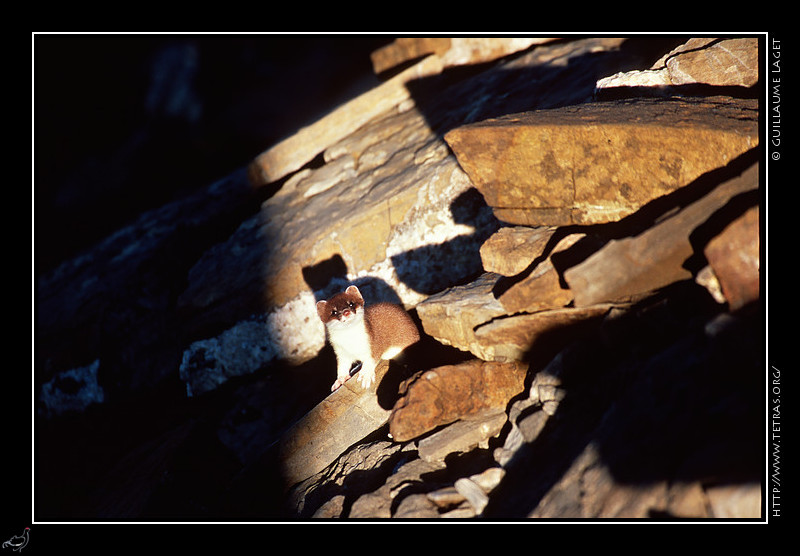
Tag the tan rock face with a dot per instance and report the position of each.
(708, 61)
(445, 394)
(734, 257)
(599, 162)
(639, 264)
(512, 249)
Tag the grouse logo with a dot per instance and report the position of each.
(17, 543)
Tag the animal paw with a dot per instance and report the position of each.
(339, 382)
(366, 378)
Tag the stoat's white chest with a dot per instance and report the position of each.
(350, 338)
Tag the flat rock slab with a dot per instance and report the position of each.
(598, 162)
(451, 392)
(628, 267)
(336, 423)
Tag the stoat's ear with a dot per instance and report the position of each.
(322, 309)
(352, 290)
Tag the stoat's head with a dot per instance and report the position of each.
(342, 308)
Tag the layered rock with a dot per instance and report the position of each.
(600, 162)
(707, 61)
(606, 336)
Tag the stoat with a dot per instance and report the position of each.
(366, 334)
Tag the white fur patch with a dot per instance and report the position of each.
(391, 352)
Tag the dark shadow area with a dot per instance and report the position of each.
(432, 268)
(658, 209)
(544, 76)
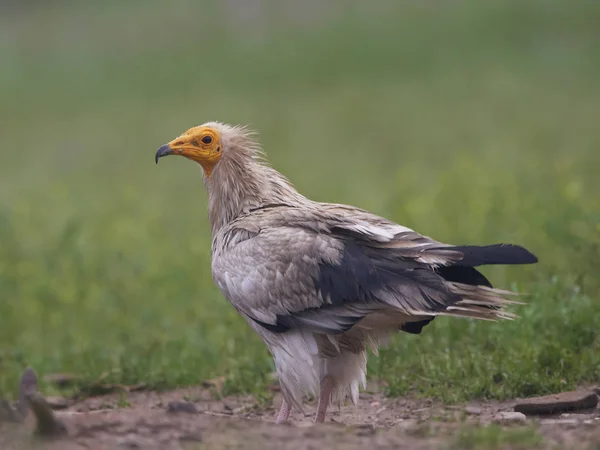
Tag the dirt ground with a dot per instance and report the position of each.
(146, 420)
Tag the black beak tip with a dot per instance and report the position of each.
(164, 150)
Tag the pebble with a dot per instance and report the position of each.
(510, 417)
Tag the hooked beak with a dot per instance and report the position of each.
(164, 150)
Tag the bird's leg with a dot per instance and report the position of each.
(284, 412)
(324, 398)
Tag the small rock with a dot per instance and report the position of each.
(185, 407)
(62, 379)
(129, 441)
(364, 429)
(58, 403)
(47, 423)
(555, 422)
(510, 417)
(557, 403)
(473, 410)
(406, 424)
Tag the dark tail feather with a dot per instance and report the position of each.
(494, 254)
(463, 274)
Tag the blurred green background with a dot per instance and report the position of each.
(470, 121)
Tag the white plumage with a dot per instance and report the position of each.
(322, 283)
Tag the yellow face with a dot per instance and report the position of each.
(201, 144)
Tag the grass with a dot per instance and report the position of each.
(472, 122)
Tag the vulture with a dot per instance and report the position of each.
(322, 283)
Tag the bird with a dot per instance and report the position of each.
(324, 283)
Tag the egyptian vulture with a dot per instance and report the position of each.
(321, 283)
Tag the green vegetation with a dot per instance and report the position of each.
(472, 122)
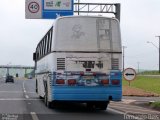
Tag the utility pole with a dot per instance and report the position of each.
(138, 66)
(159, 52)
(123, 55)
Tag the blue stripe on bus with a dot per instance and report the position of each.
(71, 93)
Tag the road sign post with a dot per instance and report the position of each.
(129, 74)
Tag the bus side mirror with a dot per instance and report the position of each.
(34, 56)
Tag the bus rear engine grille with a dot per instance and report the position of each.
(60, 63)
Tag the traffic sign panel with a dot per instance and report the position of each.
(129, 74)
(48, 9)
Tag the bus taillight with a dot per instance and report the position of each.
(115, 82)
(60, 81)
(105, 82)
(72, 82)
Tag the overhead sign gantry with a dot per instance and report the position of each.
(50, 9)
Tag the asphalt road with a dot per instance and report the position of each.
(18, 101)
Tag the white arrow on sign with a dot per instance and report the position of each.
(129, 74)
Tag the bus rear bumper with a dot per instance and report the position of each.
(85, 94)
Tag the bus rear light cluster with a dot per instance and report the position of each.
(72, 82)
(105, 82)
(60, 81)
(115, 82)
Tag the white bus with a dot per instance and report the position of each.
(79, 59)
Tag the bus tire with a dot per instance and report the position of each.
(102, 105)
(90, 106)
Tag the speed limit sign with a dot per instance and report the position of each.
(33, 7)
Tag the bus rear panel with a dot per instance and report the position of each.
(79, 59)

★ ★ ★ ★

» The exercise
Write out the entries again, starting with the line containing "Tag the bus side" and going on through the last line of the entries, and substitute "bus brake light" for "bus taillight" while leaving everything else unchanged.

» Output for this task
Tag the bus side mirror with a dot per instance and report the position of each.
(34, 56)
Tag the bus rear engine grille with a dot per instance and report the position of each.
(60, 63)
Tag the traffic sign panel with a dot per instance and report the position of each.
(129, 74)
(48, 9)
Tag the bus brake light with a dot per instance and report the position of each.
(115, 82)
(60, 81)
(105, 82)
(72, 82)
Tag the overhead sign gantry with a dot per instance and report the position of each.
(50, 9)
Tag the asphalt road with a dot per instance and report the position of each.
(18, 101)
Tag the white arrow on sign with a dot per instance and report the position of each.
(129, 74)
Tag the bus rear bumper with a dot per instance and report the position of each.
(85, 94)
Tag the bus rear light cluster with a dot per instance and report the position of each.
(72, 82)
(105, 82)
(60, 81)
(115, 82)
Tag the white bus with a dot per instance and report the position of each.
(79, 59)
Tag the bus tire with a dot per instance and report the position of each.
(102, 105)
(90, 106)
Tag the speed limit sign with a dot per instance and report the position of each.
(33, 7)
Tag the bus rear panel with a dot per instance and report the position of each.
(79, 59)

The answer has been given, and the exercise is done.